> Goal:
Write out the whole listing again, exactly as given.

** Begin **

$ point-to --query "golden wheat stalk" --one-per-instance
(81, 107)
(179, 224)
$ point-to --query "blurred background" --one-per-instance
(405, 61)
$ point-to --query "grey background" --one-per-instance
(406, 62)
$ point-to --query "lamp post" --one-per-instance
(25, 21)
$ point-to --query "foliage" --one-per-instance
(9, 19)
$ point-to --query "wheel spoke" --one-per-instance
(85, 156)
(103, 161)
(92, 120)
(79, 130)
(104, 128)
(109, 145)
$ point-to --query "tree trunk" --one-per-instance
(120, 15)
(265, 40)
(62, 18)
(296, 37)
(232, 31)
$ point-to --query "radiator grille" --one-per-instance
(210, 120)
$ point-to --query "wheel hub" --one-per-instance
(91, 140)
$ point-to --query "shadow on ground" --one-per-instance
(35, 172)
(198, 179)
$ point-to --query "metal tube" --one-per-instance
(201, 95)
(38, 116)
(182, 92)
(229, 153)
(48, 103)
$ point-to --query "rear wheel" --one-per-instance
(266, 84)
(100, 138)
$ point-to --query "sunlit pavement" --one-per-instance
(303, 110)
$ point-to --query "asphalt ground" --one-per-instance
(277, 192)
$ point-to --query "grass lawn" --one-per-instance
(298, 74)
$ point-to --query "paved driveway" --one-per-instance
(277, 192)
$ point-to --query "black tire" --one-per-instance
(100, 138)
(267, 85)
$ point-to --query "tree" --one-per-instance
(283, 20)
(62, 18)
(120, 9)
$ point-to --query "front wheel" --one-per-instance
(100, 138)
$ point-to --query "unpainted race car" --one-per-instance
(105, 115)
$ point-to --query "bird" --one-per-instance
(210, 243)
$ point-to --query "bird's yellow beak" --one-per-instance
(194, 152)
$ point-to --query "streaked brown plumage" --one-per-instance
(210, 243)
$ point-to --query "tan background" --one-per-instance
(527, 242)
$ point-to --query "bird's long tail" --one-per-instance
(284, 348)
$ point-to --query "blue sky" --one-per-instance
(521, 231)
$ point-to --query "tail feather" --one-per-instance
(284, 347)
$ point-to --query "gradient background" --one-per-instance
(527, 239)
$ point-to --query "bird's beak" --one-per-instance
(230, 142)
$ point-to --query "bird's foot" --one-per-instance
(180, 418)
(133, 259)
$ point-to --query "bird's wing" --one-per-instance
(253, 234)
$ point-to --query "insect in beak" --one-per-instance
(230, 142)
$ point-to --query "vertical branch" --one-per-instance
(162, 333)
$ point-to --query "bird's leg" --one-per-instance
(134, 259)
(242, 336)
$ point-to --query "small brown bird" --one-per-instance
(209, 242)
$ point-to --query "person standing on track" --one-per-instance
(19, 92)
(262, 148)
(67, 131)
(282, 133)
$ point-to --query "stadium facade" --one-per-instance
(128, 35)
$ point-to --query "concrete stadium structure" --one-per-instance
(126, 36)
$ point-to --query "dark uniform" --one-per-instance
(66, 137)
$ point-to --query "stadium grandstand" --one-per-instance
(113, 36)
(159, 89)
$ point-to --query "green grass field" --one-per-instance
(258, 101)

** End **

> Response to this exercise:
$ point-to --query "golden wheat stalk" --one-per-instance
(81, 107)
(179, 224)
$ point-to --query "blurred background" --one-per-instance
(405, 61)
$ point-to --query "grey background" --one-per-instance
(406, 62)
$ point-to --query "lamp post" --one-per-instance
(25, 21)
$ point-to --query "foliage" --one-per-instance
(9, 19)
$ point-to --query "wheel spoke" --one-per-instance
(85, 156)
(103, 161)
(92, 120)
(79, 130)
(104, 128)
(109, 145)
$ point-to --query "tree trunk" --one-per-instance
(120, 15)
(265, 40)
(62, 18)
(296, 37)
(232, 31)
$ point-to --query "radiator grille" --one-per-instance
(210, 120)
$ point-to --query "wheel hub" --one-per-instance
(91, 140)
$ point-to --query "shadow on ground" --one-per-instance
(35, 172)
(198, 179)
$ point-to --query "metal tube" --one-per-instance
(201, 95)
(38, 116)
(182, 92)
(229, 153)
(48, 103)
$ point-to --query "rear wheel" --one-per-instance
(266, 84)
(100, 138)
$ point-to --query "sunlit pavement" --one-per-instance
(303, 110)
$ point-to --query "asphalt ground" --one-per-instance
(277, 192)
$ point-to --query "grass lawn" --one-per-instance
(298, 74)
$ point-to --query "paved driveway" --one-per-instance
(277, 192)
$ point-to --query "black tire" --one-per-instance
(100, 138)
(267, 85)
$ point-to --query "tree" --one-per-instance
(283, 20)
(62, 18)
(120, 9)
$ point-to --query "front wheel" --one-per-instance
(100, 138)
$ point-to --query "unpainted race car" --one-per-instance
(105, 115)
$ point-to --query "bird" --one-per-instance
(210, 243)
$ point-to --query "bird's yellow beak" --one-per-instance
(194, 152)
$ point-to --query "streaked brown plumage" --one-per-instance
(210, 243)
$ point-to --query "tan background" --one-per-instance
(527, 242)
$ point-to --query "bird's long tail" --one-per-instance
(284, 348)
$ point-to --query "blue sky" --one-per-instance
(521, 231)
$ point-to --query "tail feather" --one-per-instance
(284, 347)
$ point-to --query "gradient background" --one-per-instance
(527, 239)
$ point-to --query "bird's beak" --one-per-instance
(230, 142)
$ point-to --query "bird's foot" --one-per-instance
(180, 418)
(133, 259)
$ point-to --query "bird's wing" --one-per-instance
(253, 234)
$ point-to --query "insect in beak" --one-per-instance
(230, 142)
$ point-to --query "vertical branch" --one-per-instance
(162, 333)
$ point-to --query "bird's leg" --one-per-instance
(134, 259)
(242, 336)
$ point-to --query "small brown bird" --one-per-instance
(209, 242)
$ point-to --query "person standing on track" --one-per-instance
(19, 92)
(262, 148)
(67, 131)
(282, 133)
$ point-to --query "stadium facade" --one-per-instance
(128, 35)
$ point-to --query "concrete stadium structure" --one-per-instance
(126, 36)
$ point-to --query "dark uniform" --one-per-instance
(66, 137)
$ point-to --query "stadium grandstand" --one-per-instance
(113, 36)
(159, 89)
$ point-to --query "green grass field" --one-per-instance
(258, 101)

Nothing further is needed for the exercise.